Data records

________________________________________

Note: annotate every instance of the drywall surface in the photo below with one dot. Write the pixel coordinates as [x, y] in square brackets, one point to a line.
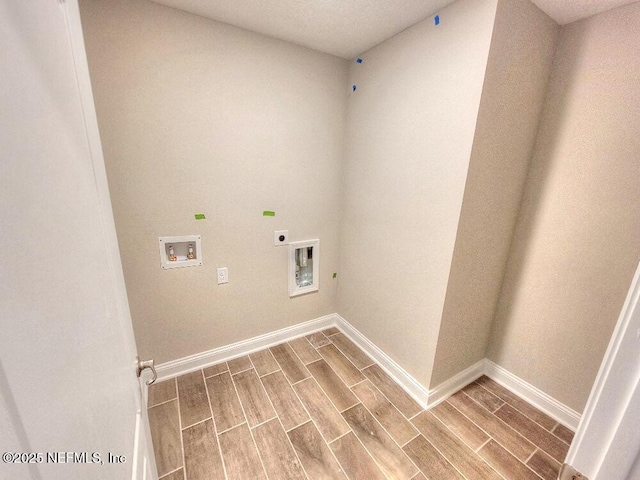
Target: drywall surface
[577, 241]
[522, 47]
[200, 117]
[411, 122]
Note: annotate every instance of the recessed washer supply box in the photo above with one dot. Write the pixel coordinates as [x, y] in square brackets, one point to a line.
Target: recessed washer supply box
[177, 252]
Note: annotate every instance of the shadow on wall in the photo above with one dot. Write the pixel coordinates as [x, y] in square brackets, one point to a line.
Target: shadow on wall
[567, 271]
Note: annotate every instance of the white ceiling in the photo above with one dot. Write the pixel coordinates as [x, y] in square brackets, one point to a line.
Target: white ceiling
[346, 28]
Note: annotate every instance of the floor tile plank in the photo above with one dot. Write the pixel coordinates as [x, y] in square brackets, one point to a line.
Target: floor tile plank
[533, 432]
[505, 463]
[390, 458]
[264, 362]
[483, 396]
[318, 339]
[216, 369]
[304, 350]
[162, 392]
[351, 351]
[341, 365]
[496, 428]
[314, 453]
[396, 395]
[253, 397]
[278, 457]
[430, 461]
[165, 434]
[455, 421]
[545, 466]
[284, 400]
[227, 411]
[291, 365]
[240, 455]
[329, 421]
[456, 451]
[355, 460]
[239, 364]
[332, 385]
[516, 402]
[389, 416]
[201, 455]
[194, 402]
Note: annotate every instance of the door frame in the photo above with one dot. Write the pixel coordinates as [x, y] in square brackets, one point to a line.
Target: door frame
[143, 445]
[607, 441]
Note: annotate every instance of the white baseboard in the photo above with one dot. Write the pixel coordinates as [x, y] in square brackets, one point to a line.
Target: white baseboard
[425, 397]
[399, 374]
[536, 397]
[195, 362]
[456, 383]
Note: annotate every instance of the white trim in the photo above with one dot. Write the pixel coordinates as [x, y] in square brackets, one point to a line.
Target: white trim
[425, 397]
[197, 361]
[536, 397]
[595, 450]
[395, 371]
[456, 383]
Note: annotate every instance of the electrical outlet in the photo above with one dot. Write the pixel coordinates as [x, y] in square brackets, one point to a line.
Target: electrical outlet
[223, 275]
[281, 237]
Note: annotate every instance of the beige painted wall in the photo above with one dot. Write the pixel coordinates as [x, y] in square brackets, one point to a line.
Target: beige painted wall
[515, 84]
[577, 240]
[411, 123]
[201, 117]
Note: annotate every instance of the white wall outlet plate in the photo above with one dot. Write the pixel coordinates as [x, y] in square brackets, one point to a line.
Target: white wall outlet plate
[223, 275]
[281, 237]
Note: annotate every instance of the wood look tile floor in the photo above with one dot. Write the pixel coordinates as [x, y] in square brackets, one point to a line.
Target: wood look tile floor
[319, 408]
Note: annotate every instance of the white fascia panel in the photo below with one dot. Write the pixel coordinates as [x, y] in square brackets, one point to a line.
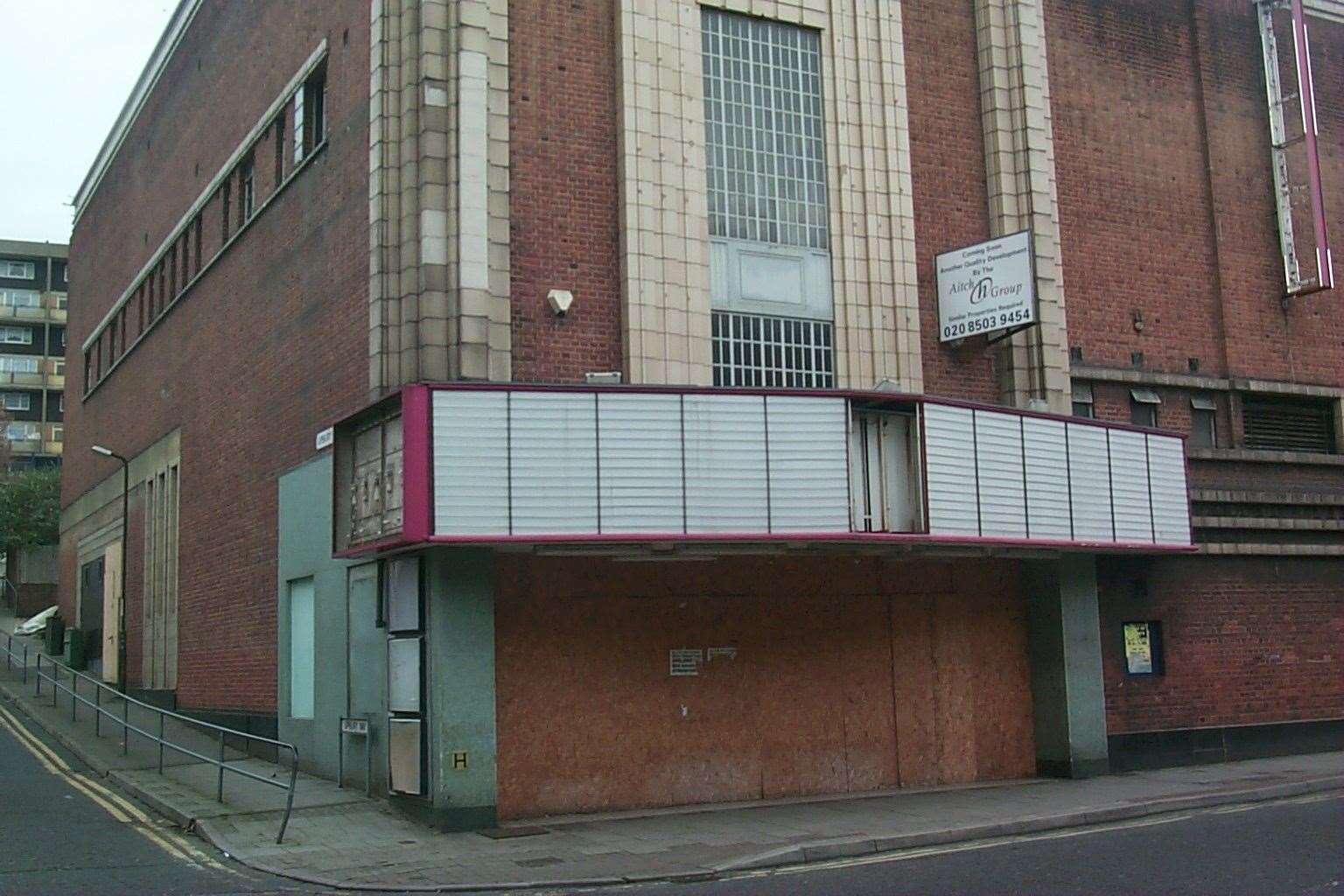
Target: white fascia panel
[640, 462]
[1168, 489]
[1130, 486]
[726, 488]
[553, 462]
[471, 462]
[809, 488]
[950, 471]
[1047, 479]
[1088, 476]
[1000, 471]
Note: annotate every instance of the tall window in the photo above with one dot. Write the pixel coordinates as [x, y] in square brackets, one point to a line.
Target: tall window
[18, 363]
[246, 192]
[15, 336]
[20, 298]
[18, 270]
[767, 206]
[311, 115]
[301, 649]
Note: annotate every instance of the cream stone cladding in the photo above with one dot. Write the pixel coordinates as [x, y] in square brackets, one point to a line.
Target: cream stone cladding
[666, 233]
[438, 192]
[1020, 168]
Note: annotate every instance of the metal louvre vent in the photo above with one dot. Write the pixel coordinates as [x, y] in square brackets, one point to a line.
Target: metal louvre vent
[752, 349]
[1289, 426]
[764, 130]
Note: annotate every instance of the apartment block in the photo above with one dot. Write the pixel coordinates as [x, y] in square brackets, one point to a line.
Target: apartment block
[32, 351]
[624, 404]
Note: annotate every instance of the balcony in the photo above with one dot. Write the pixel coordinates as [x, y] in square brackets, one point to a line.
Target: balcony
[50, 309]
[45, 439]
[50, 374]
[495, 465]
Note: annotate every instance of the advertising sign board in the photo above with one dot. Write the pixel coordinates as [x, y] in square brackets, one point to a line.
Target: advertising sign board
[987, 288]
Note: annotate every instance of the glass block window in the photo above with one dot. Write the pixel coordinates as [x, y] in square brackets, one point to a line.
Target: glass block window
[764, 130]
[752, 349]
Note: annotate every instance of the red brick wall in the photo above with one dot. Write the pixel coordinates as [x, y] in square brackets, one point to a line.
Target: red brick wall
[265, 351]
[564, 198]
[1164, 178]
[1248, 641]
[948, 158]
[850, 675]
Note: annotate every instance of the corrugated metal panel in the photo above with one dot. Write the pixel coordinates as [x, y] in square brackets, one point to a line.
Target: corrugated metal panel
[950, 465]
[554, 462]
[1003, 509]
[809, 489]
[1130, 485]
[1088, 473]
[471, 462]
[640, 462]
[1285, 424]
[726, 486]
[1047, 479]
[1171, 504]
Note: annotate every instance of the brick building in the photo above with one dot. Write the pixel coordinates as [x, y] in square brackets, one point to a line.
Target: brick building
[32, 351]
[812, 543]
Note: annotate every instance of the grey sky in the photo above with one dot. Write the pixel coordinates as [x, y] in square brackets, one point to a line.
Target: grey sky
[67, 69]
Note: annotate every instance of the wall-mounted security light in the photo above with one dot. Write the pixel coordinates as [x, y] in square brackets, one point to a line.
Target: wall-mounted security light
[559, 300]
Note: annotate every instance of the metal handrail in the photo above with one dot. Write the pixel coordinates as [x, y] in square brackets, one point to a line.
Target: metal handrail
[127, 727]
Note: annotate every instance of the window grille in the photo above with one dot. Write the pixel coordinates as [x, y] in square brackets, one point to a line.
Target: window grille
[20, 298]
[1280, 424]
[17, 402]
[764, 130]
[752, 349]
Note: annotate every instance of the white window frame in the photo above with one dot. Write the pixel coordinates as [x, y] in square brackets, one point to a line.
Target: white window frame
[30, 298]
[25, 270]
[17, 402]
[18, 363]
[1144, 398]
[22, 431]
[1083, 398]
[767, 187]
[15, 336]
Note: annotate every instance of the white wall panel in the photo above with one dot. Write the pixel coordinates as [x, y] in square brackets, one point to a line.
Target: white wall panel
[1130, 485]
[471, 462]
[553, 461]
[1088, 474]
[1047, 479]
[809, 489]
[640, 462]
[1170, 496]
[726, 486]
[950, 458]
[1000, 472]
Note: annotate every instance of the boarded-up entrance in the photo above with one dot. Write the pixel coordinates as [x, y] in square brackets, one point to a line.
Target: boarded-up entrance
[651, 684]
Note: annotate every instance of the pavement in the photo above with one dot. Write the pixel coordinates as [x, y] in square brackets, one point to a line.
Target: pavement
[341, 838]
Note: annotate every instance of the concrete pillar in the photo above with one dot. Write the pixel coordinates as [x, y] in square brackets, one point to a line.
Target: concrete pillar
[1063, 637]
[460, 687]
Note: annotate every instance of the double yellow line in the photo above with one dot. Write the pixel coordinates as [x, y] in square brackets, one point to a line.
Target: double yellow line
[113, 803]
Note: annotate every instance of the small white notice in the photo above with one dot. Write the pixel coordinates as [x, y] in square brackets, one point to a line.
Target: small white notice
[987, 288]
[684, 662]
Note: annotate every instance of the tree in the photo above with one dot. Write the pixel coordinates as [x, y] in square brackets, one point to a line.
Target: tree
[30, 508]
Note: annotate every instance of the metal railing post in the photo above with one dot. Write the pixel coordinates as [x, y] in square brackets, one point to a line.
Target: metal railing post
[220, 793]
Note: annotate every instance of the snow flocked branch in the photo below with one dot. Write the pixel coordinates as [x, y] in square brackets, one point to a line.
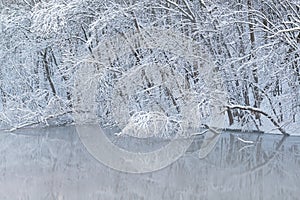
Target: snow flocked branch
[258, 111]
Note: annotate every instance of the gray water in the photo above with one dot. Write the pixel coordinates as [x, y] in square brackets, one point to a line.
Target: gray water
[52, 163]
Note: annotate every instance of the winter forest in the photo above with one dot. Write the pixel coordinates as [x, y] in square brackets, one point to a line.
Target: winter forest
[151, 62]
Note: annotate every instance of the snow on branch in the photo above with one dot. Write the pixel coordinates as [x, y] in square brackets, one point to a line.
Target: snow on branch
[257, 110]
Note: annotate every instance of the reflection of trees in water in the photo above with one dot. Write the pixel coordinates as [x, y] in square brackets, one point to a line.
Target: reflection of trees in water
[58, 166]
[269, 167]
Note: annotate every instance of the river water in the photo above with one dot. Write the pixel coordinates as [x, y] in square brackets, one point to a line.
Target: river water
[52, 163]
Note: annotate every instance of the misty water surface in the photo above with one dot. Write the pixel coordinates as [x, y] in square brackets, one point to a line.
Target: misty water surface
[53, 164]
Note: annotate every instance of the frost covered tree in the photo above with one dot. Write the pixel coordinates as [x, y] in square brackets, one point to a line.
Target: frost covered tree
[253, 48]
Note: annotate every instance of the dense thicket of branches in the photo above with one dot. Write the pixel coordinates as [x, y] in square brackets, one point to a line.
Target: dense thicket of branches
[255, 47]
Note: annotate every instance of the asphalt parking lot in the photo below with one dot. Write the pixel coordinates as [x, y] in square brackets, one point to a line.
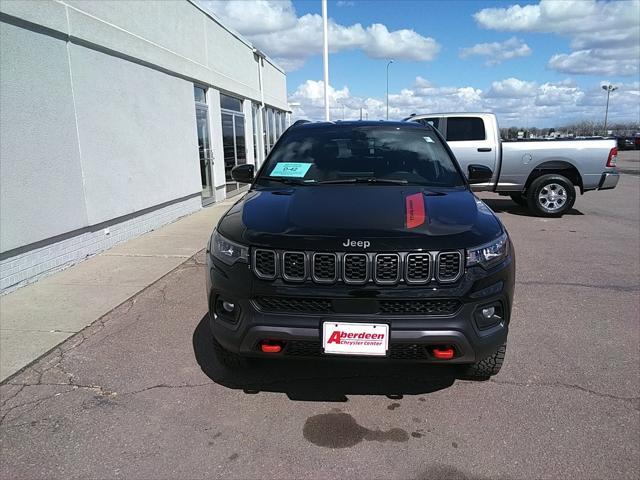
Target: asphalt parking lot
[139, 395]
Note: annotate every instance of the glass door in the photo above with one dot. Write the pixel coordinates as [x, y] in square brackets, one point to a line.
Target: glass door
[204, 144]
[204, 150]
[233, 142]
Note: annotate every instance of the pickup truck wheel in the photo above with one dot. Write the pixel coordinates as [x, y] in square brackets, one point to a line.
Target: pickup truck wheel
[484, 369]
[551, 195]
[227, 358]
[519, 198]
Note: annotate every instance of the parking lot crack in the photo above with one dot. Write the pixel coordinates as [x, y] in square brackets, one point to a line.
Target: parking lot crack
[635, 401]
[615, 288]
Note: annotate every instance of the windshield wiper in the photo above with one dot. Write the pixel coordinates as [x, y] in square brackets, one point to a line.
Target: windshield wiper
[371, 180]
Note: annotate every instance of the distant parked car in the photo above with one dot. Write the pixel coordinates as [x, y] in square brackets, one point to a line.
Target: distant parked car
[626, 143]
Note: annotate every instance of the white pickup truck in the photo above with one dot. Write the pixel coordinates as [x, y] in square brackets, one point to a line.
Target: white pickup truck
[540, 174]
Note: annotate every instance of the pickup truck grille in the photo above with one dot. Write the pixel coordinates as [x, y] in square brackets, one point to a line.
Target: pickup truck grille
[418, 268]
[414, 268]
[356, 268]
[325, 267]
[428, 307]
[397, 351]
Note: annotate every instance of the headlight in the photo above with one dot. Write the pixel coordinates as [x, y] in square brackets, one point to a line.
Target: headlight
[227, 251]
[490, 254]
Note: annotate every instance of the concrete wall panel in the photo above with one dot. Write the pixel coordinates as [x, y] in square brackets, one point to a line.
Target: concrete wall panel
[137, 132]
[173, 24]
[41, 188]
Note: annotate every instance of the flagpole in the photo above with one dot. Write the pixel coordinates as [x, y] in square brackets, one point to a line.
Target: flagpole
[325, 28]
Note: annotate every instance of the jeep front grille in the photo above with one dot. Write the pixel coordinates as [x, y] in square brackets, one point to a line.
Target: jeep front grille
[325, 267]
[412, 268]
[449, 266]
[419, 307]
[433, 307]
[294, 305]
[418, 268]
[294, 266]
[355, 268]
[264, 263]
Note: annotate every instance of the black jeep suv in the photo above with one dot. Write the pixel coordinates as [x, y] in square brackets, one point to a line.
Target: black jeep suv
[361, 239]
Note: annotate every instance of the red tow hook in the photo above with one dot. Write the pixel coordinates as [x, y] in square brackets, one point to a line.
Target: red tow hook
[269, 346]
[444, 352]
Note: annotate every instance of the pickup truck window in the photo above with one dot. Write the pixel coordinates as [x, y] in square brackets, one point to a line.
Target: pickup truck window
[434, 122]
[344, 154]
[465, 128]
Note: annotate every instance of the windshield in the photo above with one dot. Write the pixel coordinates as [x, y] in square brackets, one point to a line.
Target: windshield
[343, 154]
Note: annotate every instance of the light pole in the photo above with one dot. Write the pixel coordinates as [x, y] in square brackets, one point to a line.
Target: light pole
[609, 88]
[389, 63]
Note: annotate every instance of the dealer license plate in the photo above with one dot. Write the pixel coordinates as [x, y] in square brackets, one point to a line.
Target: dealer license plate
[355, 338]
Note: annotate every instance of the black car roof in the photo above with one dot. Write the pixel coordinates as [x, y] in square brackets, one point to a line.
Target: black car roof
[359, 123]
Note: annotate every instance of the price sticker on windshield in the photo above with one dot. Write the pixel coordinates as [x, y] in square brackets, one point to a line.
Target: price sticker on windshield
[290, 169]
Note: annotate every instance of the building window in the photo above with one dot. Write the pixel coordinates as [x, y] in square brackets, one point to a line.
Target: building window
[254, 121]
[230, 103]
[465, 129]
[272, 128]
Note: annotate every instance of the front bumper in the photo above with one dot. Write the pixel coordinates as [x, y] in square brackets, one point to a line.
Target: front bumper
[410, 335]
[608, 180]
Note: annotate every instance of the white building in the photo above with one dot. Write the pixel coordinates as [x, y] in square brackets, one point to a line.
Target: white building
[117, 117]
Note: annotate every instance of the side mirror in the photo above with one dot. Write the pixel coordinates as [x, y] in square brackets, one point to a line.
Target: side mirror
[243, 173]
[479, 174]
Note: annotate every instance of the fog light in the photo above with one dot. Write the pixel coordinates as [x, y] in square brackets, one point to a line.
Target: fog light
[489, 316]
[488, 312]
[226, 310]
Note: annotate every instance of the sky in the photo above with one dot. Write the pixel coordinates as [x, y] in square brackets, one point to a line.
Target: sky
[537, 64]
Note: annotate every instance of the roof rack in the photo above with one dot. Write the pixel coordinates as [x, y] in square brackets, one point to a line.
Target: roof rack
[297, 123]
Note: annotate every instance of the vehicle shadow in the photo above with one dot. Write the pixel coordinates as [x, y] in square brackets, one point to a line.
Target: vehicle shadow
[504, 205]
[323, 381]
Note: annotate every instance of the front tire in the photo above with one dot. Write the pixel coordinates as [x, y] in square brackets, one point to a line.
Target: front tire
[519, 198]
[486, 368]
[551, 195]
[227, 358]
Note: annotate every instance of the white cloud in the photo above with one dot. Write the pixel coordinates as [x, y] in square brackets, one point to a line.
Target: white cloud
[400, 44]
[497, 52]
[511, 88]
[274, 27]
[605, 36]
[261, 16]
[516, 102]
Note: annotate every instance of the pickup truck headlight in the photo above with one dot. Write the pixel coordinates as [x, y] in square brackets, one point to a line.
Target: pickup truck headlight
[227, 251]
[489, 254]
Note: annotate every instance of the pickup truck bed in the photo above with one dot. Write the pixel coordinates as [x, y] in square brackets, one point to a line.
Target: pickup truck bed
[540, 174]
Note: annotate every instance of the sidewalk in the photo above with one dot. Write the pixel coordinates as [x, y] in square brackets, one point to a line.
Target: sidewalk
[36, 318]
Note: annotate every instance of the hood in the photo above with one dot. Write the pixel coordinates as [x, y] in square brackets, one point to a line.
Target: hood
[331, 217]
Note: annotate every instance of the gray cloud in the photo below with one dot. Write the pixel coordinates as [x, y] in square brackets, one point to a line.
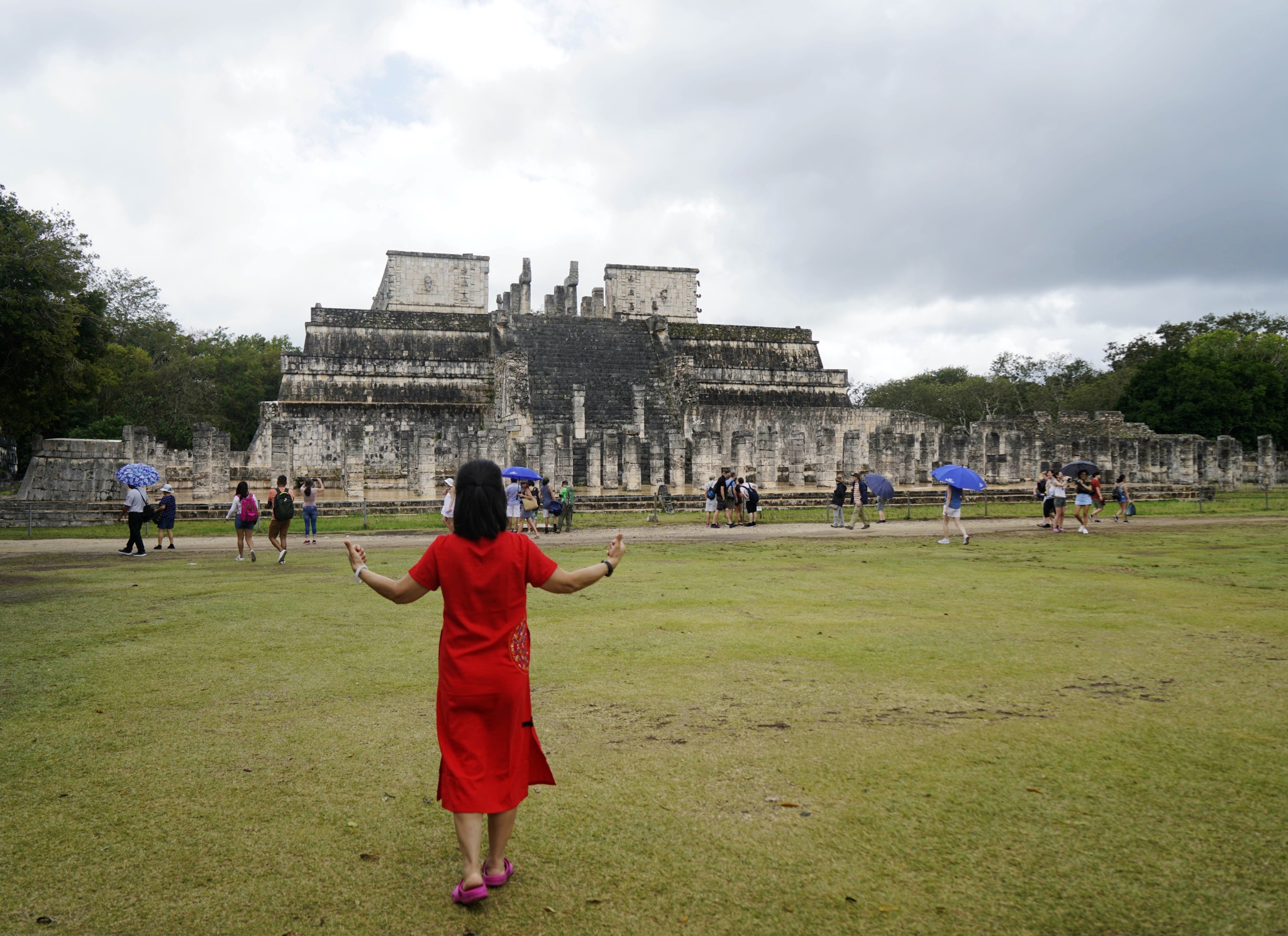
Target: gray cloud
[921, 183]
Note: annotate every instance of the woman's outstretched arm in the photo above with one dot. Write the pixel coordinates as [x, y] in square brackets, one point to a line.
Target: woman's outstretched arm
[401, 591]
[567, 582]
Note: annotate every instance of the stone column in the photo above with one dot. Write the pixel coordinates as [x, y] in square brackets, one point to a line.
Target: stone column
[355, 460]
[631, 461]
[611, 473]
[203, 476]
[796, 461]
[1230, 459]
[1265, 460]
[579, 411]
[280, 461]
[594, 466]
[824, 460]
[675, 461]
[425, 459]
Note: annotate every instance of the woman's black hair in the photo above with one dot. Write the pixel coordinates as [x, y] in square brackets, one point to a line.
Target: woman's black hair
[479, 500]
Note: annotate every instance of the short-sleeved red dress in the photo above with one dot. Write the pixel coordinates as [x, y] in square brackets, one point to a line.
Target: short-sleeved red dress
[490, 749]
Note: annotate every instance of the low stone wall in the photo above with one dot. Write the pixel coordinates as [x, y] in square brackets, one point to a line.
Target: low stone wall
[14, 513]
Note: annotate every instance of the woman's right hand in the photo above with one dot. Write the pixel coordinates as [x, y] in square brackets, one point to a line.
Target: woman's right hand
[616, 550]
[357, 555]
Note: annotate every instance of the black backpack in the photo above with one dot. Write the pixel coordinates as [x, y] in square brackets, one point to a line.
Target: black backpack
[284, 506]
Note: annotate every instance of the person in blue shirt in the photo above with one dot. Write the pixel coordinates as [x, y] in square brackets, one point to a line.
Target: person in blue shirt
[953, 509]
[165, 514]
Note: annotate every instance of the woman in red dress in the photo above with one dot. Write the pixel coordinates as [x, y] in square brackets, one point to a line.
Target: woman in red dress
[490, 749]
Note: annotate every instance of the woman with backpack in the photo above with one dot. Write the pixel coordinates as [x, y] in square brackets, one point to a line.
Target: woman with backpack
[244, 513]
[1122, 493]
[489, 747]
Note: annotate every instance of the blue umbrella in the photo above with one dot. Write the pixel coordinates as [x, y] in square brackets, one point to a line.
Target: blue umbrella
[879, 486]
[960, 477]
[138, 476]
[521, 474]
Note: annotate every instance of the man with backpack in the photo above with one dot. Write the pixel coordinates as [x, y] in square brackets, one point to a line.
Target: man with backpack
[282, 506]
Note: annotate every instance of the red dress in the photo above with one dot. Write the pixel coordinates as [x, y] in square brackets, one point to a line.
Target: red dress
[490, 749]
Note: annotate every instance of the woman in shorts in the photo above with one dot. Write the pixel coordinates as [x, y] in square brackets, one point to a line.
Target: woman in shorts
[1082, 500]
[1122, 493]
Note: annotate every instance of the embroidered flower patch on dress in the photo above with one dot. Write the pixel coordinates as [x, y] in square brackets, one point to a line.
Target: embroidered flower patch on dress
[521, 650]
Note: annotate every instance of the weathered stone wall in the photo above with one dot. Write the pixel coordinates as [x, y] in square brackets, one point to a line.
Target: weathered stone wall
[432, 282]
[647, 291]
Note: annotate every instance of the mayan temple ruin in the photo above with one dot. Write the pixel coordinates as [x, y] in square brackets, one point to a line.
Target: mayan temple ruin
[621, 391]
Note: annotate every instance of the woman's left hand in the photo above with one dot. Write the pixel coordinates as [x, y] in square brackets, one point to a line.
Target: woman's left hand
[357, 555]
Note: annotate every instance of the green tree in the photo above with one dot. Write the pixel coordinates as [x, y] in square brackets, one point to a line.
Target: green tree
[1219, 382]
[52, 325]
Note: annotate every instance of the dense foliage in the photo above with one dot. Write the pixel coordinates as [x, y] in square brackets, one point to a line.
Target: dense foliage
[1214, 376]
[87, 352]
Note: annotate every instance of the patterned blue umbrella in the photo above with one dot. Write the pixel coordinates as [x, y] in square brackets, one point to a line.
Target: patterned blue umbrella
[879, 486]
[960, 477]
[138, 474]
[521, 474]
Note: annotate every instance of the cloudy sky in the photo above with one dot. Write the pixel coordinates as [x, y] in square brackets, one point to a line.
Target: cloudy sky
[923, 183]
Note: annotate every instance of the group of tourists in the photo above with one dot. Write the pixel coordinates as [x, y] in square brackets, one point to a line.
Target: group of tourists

________________________________________

* DESCRIPTION OF THE TASK *
Only the lines containing the string "group" are needed; pull them out of the records.

* ANSWER TO THE PROBLEM *
Note: annotate every instance of the group of tourists in the photo above with one dot. Write the pixel coordinates as [x, y] in square brackets, one point to a line.
Target: group of tourists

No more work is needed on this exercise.